**WRITTEN PROBLEM:**
Format every row below as a Markdown table with two columns, Row and Text, giving each line its number and skipping blank lines. Leave the pictures out of the table.

**DATA SUPPLIED:**
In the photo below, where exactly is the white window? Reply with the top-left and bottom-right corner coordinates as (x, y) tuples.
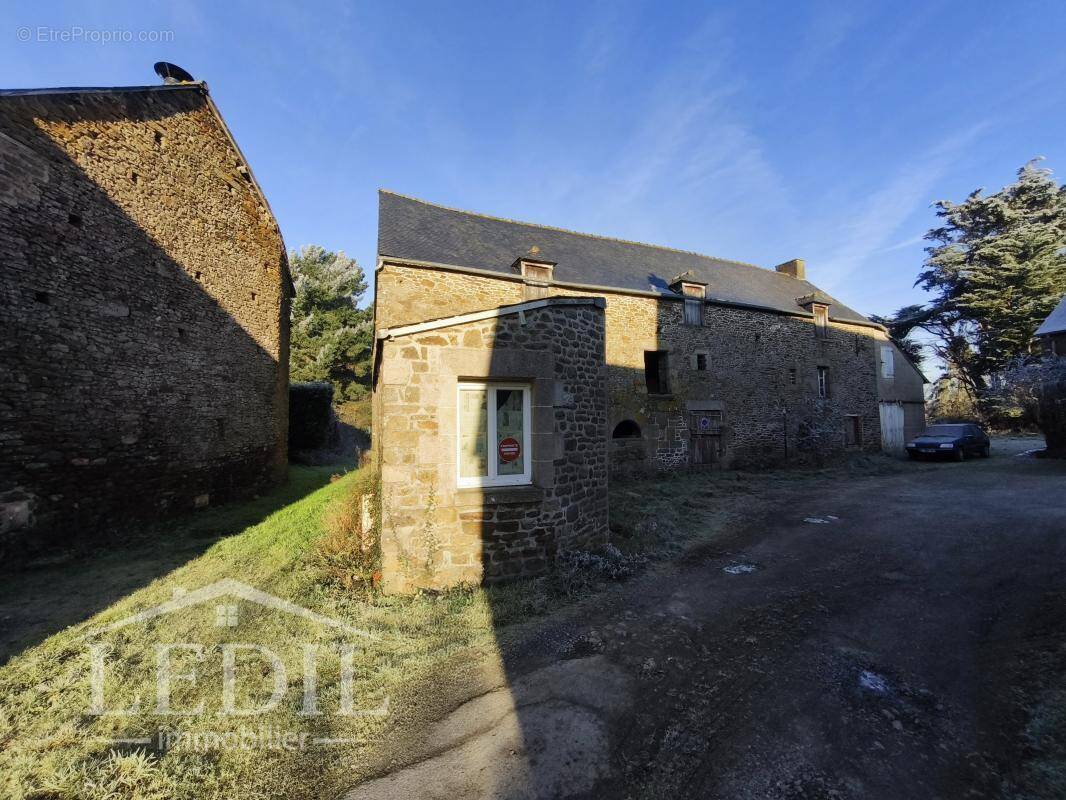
(814, 305), (829, 339)
(455, 383), (532, 486)
(684, 298), (704, 325)
(881, 345), (895, 378)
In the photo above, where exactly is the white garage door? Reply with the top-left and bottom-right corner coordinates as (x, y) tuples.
(881, 403), (904, 452)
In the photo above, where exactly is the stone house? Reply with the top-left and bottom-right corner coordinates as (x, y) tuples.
(374, 192), (924, 591)
(0, 82), (291, 551)
(1036, 298), (1066, 355)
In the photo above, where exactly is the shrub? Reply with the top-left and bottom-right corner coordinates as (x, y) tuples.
(553, 544), (648, 596)
(314, 469), (381, 592)
(289, 383), (336, 451)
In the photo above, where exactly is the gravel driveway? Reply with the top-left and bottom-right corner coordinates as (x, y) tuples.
(352, 439), (1066, 800)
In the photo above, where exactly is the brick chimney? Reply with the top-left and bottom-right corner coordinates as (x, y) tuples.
(774, 258), (807, 281)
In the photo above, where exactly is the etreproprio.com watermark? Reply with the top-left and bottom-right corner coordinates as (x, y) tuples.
(15, 25), (174, 45)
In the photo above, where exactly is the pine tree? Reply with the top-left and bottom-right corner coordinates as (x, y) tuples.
(889, 160), (1066, 416)
(289, 244), (373, 403)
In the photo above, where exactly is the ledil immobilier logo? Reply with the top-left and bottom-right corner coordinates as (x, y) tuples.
(76, 579), (389, 751)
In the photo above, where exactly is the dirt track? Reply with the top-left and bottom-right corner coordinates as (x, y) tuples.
(352, 442), (1066, 800)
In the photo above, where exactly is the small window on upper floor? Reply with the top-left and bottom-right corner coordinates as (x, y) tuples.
(522, 261), (551, 281)
(881, 345), (895, 378)
(644, 350), (669, 395)
(684, 298), (704, 325)
(812, 305), (829, 339)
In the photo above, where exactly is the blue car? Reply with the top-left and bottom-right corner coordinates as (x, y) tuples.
(907, 422), (991, 461)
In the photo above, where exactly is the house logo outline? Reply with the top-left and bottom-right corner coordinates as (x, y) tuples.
(82, 578), (382, 641)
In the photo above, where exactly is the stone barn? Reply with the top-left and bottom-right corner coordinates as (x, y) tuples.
(374, 187), (924, 591)
(0, 82), (291, 551)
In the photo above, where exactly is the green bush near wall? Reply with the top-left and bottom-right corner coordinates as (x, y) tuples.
(289, 382), (335, 452)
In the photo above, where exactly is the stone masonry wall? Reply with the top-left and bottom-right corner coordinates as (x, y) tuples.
(0, 87), (289, 553)
(374, 299), (608, 592)
(376, 262), (887, 471)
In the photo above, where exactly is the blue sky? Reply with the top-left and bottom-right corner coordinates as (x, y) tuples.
(8, 0), (1066, 322)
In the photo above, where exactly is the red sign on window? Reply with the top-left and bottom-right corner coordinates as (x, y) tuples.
(499, 436), (522, 464)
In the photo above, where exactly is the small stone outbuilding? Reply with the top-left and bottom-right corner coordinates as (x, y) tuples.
(0, 78), (291, 554)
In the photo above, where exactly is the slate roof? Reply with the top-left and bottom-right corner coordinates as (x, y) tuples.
(377, 190), (873, 324)
(1036, 297), (1066, 336)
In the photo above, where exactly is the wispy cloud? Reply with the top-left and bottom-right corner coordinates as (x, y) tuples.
(569, 16), (791, 254)
(805, 123), (988, 290)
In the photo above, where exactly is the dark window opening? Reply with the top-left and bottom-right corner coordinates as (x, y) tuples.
(844, 416), (862, 447)
(611, 419), (641, 438)
(814, 305), (829, 339)
(644, 350), (669, 395)
(684, 298), (704, 325)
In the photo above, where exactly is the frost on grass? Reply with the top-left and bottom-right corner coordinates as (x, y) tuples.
(554, 544), (648, 594)
(722, 564), (756, 575)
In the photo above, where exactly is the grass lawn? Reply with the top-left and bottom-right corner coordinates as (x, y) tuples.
(0, 460), (897, 800)
(0, 467), (515, 798)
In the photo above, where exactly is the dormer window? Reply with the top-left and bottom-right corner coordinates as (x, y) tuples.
(515, 258), (555, 283)
(512, 258), (555, 300)
(811, 304), (829, 339)
(669, 272), (707, 325)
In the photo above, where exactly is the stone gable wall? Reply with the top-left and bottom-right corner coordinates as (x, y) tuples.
(376, 262), (886, 471)
(0, 90), (289, 551)
(373, 300), (608, 592)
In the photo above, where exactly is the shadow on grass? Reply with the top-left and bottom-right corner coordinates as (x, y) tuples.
(0, 465), (341, 666)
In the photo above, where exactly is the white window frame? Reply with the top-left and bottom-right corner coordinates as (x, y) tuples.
(811, 304), (829, 339)
(455, 381), (533, 489)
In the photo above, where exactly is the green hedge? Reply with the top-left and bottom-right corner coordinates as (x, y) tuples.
(289, 383), (334, 451)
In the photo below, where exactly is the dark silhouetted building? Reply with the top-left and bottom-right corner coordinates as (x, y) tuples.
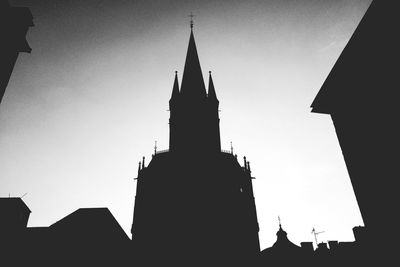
(0, 198), (132, 266)
(311, 0), (400, 264)
(132, 26), (260, 266)
(0, 0), (33, 103)
(258, 224), (313, 267)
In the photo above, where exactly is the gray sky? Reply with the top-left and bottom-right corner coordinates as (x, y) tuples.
(0, 0), (371, 251)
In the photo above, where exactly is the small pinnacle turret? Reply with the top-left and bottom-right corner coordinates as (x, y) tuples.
(207, 71), (219, 102)
(169, 71), (179, 103)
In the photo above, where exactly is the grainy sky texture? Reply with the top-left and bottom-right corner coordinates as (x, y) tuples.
(0, 0), (371, 248)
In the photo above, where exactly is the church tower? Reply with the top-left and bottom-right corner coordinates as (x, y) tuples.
(169, 29), (221, 153)
(132, 25), (260, 266)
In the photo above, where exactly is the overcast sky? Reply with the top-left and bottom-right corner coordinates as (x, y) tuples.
(0, 0), (371, 251)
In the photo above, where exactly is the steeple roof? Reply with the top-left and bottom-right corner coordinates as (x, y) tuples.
(208, 71), (218, 101)
(181, 30), (207, 98)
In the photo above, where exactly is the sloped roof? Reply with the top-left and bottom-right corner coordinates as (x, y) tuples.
(311, 0), (400, 114)
(0, 197), (31, 213)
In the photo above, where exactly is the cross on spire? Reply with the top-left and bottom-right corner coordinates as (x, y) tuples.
(188, 12), (195, 30)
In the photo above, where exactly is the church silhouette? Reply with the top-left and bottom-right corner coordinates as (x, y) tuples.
(132, 21), (260, 266)
(0, 0), (399, 267)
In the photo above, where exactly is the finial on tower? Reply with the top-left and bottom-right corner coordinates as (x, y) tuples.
(188, 12), (194, 30)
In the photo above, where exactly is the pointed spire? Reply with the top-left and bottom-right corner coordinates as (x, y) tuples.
(208, 71), (218, 101)
(181, 30), (207, 98)
(170, 71), (179, 101)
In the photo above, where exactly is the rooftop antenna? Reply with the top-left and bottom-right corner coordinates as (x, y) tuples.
(311, 227), (325, 246)
(188, 12), (194, 30)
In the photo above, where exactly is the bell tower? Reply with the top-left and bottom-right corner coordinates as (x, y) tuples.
(169, 27), (221, 153)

**ANSWER TO THIS EXERCISE:**
| Row | Text |
|---|---|
| 1 | In the photo below, where exactly is the white window? Reply with the top-left and bottom-right corner coordinates as (x, y) tuples. |
| 2 | (814, 305), (829, 339) |
| 3 | (455, 383), (532, 486) |
| 4 | (684, 298), (704, 325) |
| 5 | (881, 345), (895, 378) |
| 6 | In the photo above, where exactly is the white garage door? Reply with the top-left and bottom-right corner coordinates as (x, y) tuples. |
| 7 | (881, 403), (904, 452) |
| 8 | In the photo above, where exactly is the stone house? Reply with the top-left and bottom-right corner coordinates as (x, y) tuples. |
| 9 | (374, 192), (924, 591) |
| 10 | (0, 82), (291, 551) |
| 11 | (1036, 298), (1066, 355) |
| 12 | In the photo above, where exactly is the shrub? Reply with the top-left and bottom-right corner coordinates as (x, y) tuples. |
| 13 | (553, 544), (648, 596) |
| 14 | (314, 469), (381, 592) |
| 15 | (289, 383), (336, 451) |
| 16 | In the photo above, where exactly is the gravel driveway? Reply with the top-left and bottom-right corner coordinates as (x, y) tuples. |
| 17 | (352, 439), (1066, 800) |
| 18 | In the photo above, where exactly is the brick chimney? Reply with the top-left and bottom-right corner coordinates as (x, y) tuples. |
| 19 | (774, 258), (807, 281) |
| 20 | In the photo above, where exactly is the etreproprio.com watermark? Reply with the top-left and bottom-right corner coordinates as (x, y) tuples. |
| 21 | (15, 25), (174, 45) |
| 22 | In the photo above, where exactly is the pine tree? Reply with the top-left and bottom-right corner coordinates as (x, y) tuples. |
| 23 | (889, 160), (1066, 416) |
| 24 | (289, 244), (373, 403) |
| 25 | In the photo above, where exactly is the ledil immobilier logo? Reply with the top-left and bottom-right corner coordinates as (x, y) tuples. |
| 26 | (76, 579), (389, 751) |
| 27 | In the photo above, where exactly is the dirt track? Reply with the top-left and bottom-right corner coordinates as (x, y) tuples. |
| 28 | (352, 442), (1066, 800) |
| 29 | In the photo above, where exactly is the small window on upper floor? Reply with the top-left and bottom-right corner coordinates as (x, y) tuples. |
| 30 | (522, 261), (551, 281) |
| 31 | (881, 345), (895, 378) |
| 32 | (644, 350), (669, 395) |
| 33 | (684, 298), (704, 325) |
| 34 | (812, 305), (829, 339) |
| 35 | In the photo above, where exactly is the blue car? Reply with the top-left and bottom-right corner coordinates as (x, y) tuples. |
| 36 | (907, 422), (991, 461) |
| 37 | In the photo above, where exactly is the house logo outline? Reply with the top-left and bottom-right corner coordinates as (x, y) tuples. |
| 38 | (82, 578), (382, 641) |
| 39 | In the photo above, where exactly is the stone barn? Reply with the top-left and bottom-right corner coordinates as (x, y) tuples. |
| 40 | (374, 187), (924, 591) |
| 41 | (0, 82), (291, 551) |
| 42 | In the photo above, where exactly is the green bush near wall? Reply with the top-left and bottom-right corner coordinates as (x, y) tuples. |
| 43 | (289, 382), (335, 452) |
| 44 | In the photo above, where exactly is the stone masonry wall? Reply with the top-left and bottom-right corner coordinates as (x, y) tuples. |
| 45 | (0, 87), (289, 553) |
| 46 | (374, 299), (608, 592) |
| 47 | (376, 262), (887, 471) |
| 48 | In the photo above, where exactly is the blue sky? Reply with the top-left and bottom-right corner coordinates as (x, y) tuples. |
| 49 | (8, 0), (1066, 322) |
| 50 | In the photo above, where exactly is the red sign on window? Reply with the top-left and bottom-right corner coordinates as (x, y) tuples. |
| 51 | (499, 436), (522, 464) |
| 52 | In the photo above, where exactly is the small stone outbuilding? Reply with the top-left and bottom-right corner coordinates as (x, y) tuples. |
| 53 | (0, 78), (291, 554) |
| 54 | In the photo above, where exactly is the slate roof? Reply with the top-left and bottom-right corner coordinates as (x, y) tuples. |
| 55 | (377, 190), (873, 324) |
| 56 | (1036, 297), (1066, 336) |
| 57 | In the photo above, where exactly is the wispy cloud? Reply with the top-left and bottom-right corner coordinates as (x, y) tuples. |
| 58 | (569, 16), (791, 254) |
| 59 | (805, 123), (988, 290) |
| 60 | In the photo above, where exactly is the dark window opening? Reply with the top-left and bottom-right corner coordinates as (x, y) tuples. |
| 61 | (844, 416), (862, 447) |
| 62 | (611, 419), (641, 438) |
| 63 | (814, 305), (829, 339) |
| 64 | (644, 350), (669, 395) |
| 65 | (684, 298), (704, 325) |
| 66 | In the photo above, where exactly is the frost on grass? Reply with the top-left and bottom-right corner coordinates as (x, y) tuples. |
| 67 | (554, 544), (648, 594) |
| 68 | (722, 564), (756, 575) |
| 69 | In the photo above, where exactly is the grass lawn? Reply with the top-left and bottom-right corner coordinates as (x, y) tuples. |
| 70 | (0, 460), (897, 800) |
| 71 | (0, 467), (515, 798) |
| 72 | In the photo above, where exactly is the dormer window? Reply with the top-left and bottom-right corner coordinates as (x, y) tuples. |
| 73 | (515, 258), (555, 283) |
| 74 | (512, 258), (555, 300) |
| 75 | (811, 304), (829, 339) |
| 76 | (669, 272), (707, 325) |
| 77 | In the photo above, where exactly is the stone gable wall? Reply with the top-left and bottom-right corner coordinates as (x, y) tuples. |
| 78 | (376, 262), (886, 471) |
| 79 | (0, 90), (289, 551) |
| 80 | (373, 300), (608, 592) |
| 81 | In the photo above, where exactly is the shadow on grass? Reply with the top-left and bottom-right corner coordinates as (x, y) tuples. |
| 82 | (0, 465), (341, 666) |
| 83 | In the photo above, where exactly is the white window frame? Reply with the top-left and bottom-right corner coordinates as (x, y) tuples. |
| 84 | (811, 304), (829, 339) |
| 85 | (455, 381), (533, 489) |
| 86 | In the photo above, where exactly is the green hedge? Reply with the top-left and bottom-right corner coordinates as (x, y) tuples. |
| 87 | (289, 383), (334, 451) |
| 88 | In the photo below, where exactly is the dark silhouetted building? Reply with the top-left and bottom-right corner coordinates as (x, y) tuples. |
| 89 | (0, 198), (132, 266) |
| 90 | (311, 0), (400, 264) |
| 91 | (132, 26), (260, 266) |
| 92 | (0, 0), (33, 103) |
| 93 | (258, 224), (313, 267) |
| 94 | In the photo above, where exactly is the gray sky? Reply with the top-left and bottom-right corner coordinates as (x, y) tuples. |
| 95 | (0, 0), (371, 251) |
| 96 | In the photo above, where exactly is the small pinnacle turret? Reply with the top-left and bottom-right corner coordinates as (x, y) tuples. |
| 97 | (207, 71), (219, 102) |
| 98 | (169, 71), (179, 103) |
| 99 | In the photo above, where exactly is the grainy sky texture? Reply with the top-left and bottom-right corner coordinates as (x, y) tuples. |
| 100 | (0, 0), (371, 248) |
| 101 | In the photo above, where exactly is the church tower? Reply with the top-left and bottom-right corner coordinates as (x, y) tuples. |
| 102 | (169, 29), (221, 153) |
| 103 | (132, 25), (260, 266) |
| 104 | In the photo above, where exactly is the overcast sky? Reply with the top-left and bottom-right corner coordinates as (x, y) tuples. |
| 105 | (0, 0), (371, 251) |
| 106 | In the photo above, where exactly is the steeple roof? Reply with the top-left and bottom-right corner coordinates as (x, y) tuples. |
| 107 | (208, 71), (218, 101) |
| 108 | (181, 30), (207, 98) |
| 109 | In the photo above, where exactly is the sloped roof? Reply with the top-left and bottom-right corner coordinates as (x, y) tuples. |
| 110 | (311, 0), (400, 114) |
| 111 | (0, 197), (31, 213) |
| 112 | In the photo above, where exactly is the cross on spire? Reply with the top-left and bottom-right corner coordinates as (x, y) tuples. |
| 113 | (188, 12), (195, 30) |
| 114 | In the photo above, where exactly is the church silhouette? Reply with the top-left and bottom-right corner coordinates as (x, y) tuples. |
| 115 | (132, 21), (260, 266) |
| 116 | (0, 0), (399, 267) |
| 117 | In the photo above, where exactly is the finial on tower? Reply with the top-left and bottom-right corner coordinates as (x, y) tuples. |
| 118 | (188, 12), (194, 30) |
| 119 | In the photo above, where exactly is the pointed spire? Reply with the top-left and bottom-right corner coordinates as (x, y) tuples. |
| 120 | (208, 71), (218, 101) |
| 121 | (181, 30), (207, 98) |
| 122 | (170, 71), (179, 101) |
| 123 | In the photo above, where exactly is the rooftop antenna? Reply with the top-left and bottom-right corner coordinates as (x, y) tuples. |
| 124 | (311, 227), (325, 246) |
| 125 | (188, 12), (194, 30) |
| 126 | In the photo above, where exactly is the bell tower? Reply with the top-left and bottom-right corner coordinates as (x, y) tuples. |
| 127 | (169, 27), (221, 153) |